+++ Brano citato +++
ANCONA – Ha vinto il concorso di giornalismo Gabicce Donna ed è stata premiata (con mille euro) sabato, 23 luglio, a Gabicce Mare. Ha alle spalle una laurea in Storia (conseguita a Bologna) e un master alla Scuola di giornalismo di Torino. Lei è Ludovica Merletti, 28 anni appena compiuti, che presto approderà al quotidiano Repubblica, per uno stage alla Gedi, a Roma.
Nata e cresciuta a Jesi fino al termine degli anni del liceo, Merletti non è solo una capace giornalista, ma anche un’appassionata attivista. Si batte contro la violenza di genere ed è attenta alla questione femminicidi. Perché uno dei modi migliori per combattere questi fenomeni, probabilmente, è anche quello di parlarne, e parlarne bene.
«Dieci giorni», si chiama così il suo podcast, disponibile – tra le altre piattaforme – su Spotify ed Apple podcast. «Dieci giorni in cui la madre di Giordana, uccisa dal suo ex a 20 anni, non ha potuto dormire a casa propria, perché era assediata dai giornalisti». Telecamere, microfoni, taccuini e smartphone: sono queste le armi dei cronisti, coloro che combattono con la parola, ma talvolta con «poco rispetto per le persone».
«Ti ritrovi lì, sul luogo del delitto. Porgi un microfono per qualche dichiarazione, ma coloro che parlano di solito conoscono poco la vittima. Succede così, ve lo assicuro. Più che all’omertà, il silenzio del femminicidio è dovuto alla componente super privata di questo tipo di delitto»
«Serve un cambio di paradigma, anche nel linguaggio. Il modo di concepire il giornalismo è sbagliato. La notizia non è un prodotto, il giornalismo non dev’essere, secondo me, un’azienda come tutte, che risponde alla logica dei click, ma molto di più». D’altronde, dietro ogni notizia ci sono delle persone.
Lo sa bene Vera Squatrito, mamma di Giordana Di Stefano, uccisa dal suo ex in Sicilia, nel 2015. Rimasta incinta a 15 anni, lei lo aveva già denunciato per stalking, ma al processo (ancora in corso) quella giovane donna non parteciperà mai. Morirà infatti alla vigilia della prima udienza. «Arrestato, ora l’omicida sta scontando una condanna a 30 anni di detenzione», spiega Merletti.
Un podcast, il suo, fatto di verità, in cui si racconta una vicenda come tante, perché «purtroppo i femminicidi sono frequentissimi e si stima che a morire sia 1 donna ogni 3 giorni. E chiaramente – prosegue la giornalista – c’è pure da considerare tutta la violenza sommersa, che col covid è aumentata vertiginosamente, costretti com’eravamo dentro casa».
E pensare che all’epoca di Giordana non c’era neppure il Codice rosso. Dopo la querela, lui sparì per un po’, poi si fece vivo e la uccise. «Abolire il termine femminicidio in nome di una fantomatica uguaglianza tra i generi è una sciocchezza – dice Merletti – perché femminicidio è ammazzare una donna in quanto tale».
+++ Dati registrati +++
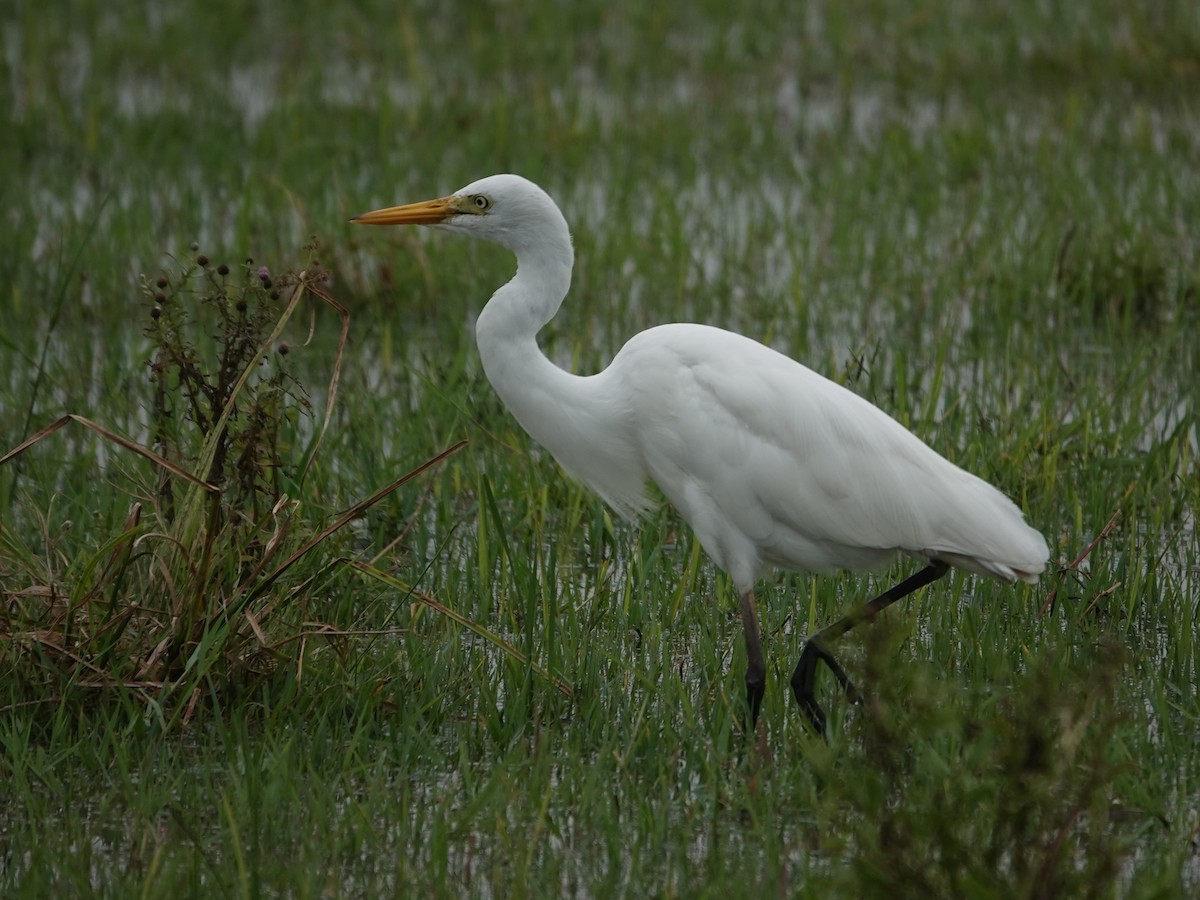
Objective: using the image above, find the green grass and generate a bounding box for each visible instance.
[0,0,1200,898]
+++
**Esercizi da svolgere**
[1] Puoi trascrivere parola per parola il passo dell'articolo su Ludovica Merletti che comincia con "ANCONA – Ha" e prosegue fino a "Gedi, a Roma."?
[2] Rispondi a queste domande sull'articolo su Ludovica Merletti:
(a) In quale città ha conseguito la laurea in Storia?
(b) Come si chiama il suo podcast?
(c) In che anno è stata uccisa Giordana Di Stefano?

**Risposte numerate**
[1]
ANCONA – Ha vinto il concorso di giornalismo Gabicce Donna ed è stata premiata (con mille euro) sabato, 23 luglio, a Gabicce Mare. Ha alle spalle una laurea in Storia (conseguita a Bologna) e un master alla Scuola di giornalismo di Torino. Lei è Ludovica Merletti, 28 anni appena compiuti, che presto approderà al quotidiano Repubblica, per uno stage alla Gedi, a Roma.

[2]
(a) A Bologna.
(b) «Dieci giorni».
(c) Nel 2015.